**Task prompt**
An exact copy of every record is the required answer.

**Exercise input**
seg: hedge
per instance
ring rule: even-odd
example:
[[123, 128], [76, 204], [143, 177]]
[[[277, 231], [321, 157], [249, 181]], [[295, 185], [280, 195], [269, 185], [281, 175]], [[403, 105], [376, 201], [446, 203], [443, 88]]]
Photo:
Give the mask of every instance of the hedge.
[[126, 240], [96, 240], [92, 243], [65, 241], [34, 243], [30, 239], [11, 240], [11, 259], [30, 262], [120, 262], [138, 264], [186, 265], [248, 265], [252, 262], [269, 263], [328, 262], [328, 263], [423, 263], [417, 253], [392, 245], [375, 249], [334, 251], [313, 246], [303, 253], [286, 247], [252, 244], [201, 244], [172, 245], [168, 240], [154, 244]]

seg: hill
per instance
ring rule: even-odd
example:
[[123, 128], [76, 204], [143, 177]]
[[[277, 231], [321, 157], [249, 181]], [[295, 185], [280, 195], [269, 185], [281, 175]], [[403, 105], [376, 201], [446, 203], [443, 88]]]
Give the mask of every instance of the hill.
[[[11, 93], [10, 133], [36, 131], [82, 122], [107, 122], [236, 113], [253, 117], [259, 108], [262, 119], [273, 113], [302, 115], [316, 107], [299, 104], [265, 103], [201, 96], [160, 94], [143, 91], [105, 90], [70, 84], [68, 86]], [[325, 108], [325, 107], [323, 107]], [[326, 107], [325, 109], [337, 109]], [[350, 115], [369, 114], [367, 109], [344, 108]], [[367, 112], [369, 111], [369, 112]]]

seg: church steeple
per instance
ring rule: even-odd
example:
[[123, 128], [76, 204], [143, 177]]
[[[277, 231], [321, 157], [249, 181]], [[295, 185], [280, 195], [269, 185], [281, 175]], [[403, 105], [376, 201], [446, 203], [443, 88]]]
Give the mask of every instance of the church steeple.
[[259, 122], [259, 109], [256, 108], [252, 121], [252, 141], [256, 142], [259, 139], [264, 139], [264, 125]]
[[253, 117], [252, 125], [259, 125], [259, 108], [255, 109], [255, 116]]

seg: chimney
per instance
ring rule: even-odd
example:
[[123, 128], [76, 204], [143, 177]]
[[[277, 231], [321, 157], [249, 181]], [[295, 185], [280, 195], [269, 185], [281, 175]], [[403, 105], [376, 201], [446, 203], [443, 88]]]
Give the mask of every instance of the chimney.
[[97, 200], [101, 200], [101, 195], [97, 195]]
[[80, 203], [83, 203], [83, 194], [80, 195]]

**Solution to the exercise**
seg: hedge
per instance
ring rule: even-odd
example:
[[123, 128], [76, 204], [143, 177]]
[[[277, 231], [321, 157], [249, 181]], [[295, 185], [280, 195], [269, 185], [281, 175]], [[403, 105], [376, 201], [446, 203], [443, 88]]]
Photo:
Give the mask of every instance of the hedge.
[[126, 240], [96, 240], [92, 243], [65, 241], [34, 243], [30, 239], [11, 240], [11, 259], [30, 262], [120, 262], [138, 264], [186, 265], [248, 265], [252, 262], [269, 263], [328, 262], [328, 263], [423, 263], [417, 253], [392, 245], [375, 249], [334, 251], [313, 246], [303, 253], [286, 247], [252, 244], [201, 244], [172, 245], [168, 240], [154, 244]]

seg: hill
per instance
ring rule: even-odd
example:
[[123, 128], [76, 204], [143, 177]]
[[[277, 231], [321, 157], [249, 181]], [[295, 185], [280, 195], [269, 185], [281, 175]], [[403, 105], [376, 201], [446, 203], [443, 88]]]
Give the mask of every instance of the hill.
[[[11, 93], [10, 133], [36, 131], [82, 122], [107, 122], [236, 113], [253, 117], [259, 108], [262, 119], [273, 113], [302, 115], [316, 107], [299, 104], [265, 103], [201, 96], [160, 94], [143, 91], [105, 90], [70, 84], [68, 86]], [[325, 108], [325, 107], [323, 107]], [[326, 107], [325, 109], [337, 109]], [[350, 115], [369, 114], [367, 109], [344, 108]], [[367, 112], [369, 111], [369, 112]]]

seg: church steeple
per instance
ring rule: even-odd
example:
[[123, 128], [76, 204], [143, 177]]
[[[277, 231], [321, 157], [249, 181]], [[295, 185], [280, 195], [269, 185], [281, 175]], [[403, 105], [376, 201], [446, 203], [443, 88]]]
Give the mask of every instance of the church steeple.
[[259, 122], [259, 109], [256, 108], [252, 121], [252, 141], [256, 142], [259, 139], [264, 139], [264, 125]]
[[253, 117], [252, 125], [259, 125], [259, 108], [255, 109], [255, 116]]

seg: chimney
per instance
ring rule: even-odd
example:
[[123, 128], [76, 204], [143, 177]]
[[[277, 231], [321, 157], [249, 181]], [[295, 185], [280, 195], [269, 185], [281, 175]], [[403, 105], [376, 201], [446, 203], [443, 88]]]
Give the mask of every instance of the chimney.
[[97, 200], [101, 200], [101, 195], [97, 195]]
[[80, 203], [83, 203], [83, 194], [80, 195]]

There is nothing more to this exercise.